Please show all lines of the records that include "sunset".

PROVIDED RECORDS >>
━━━━━━━━━━━━━━━━━━━━
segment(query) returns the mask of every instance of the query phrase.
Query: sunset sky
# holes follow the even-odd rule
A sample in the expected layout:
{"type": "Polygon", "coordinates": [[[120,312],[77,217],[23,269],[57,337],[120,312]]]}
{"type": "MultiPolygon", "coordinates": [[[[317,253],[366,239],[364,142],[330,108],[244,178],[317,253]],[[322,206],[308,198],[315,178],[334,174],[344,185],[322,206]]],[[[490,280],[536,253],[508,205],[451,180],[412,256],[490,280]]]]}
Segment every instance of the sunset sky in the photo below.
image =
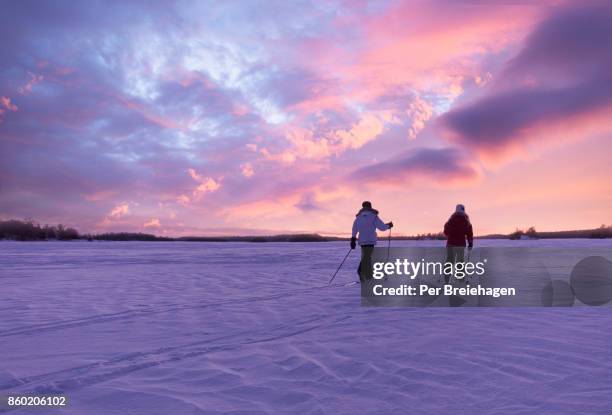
━━━━━━━━━━━━━━━━━━━━
RESPONSE >>
Query: sunset sky
Segment every instance of the sunset sky in the photo below.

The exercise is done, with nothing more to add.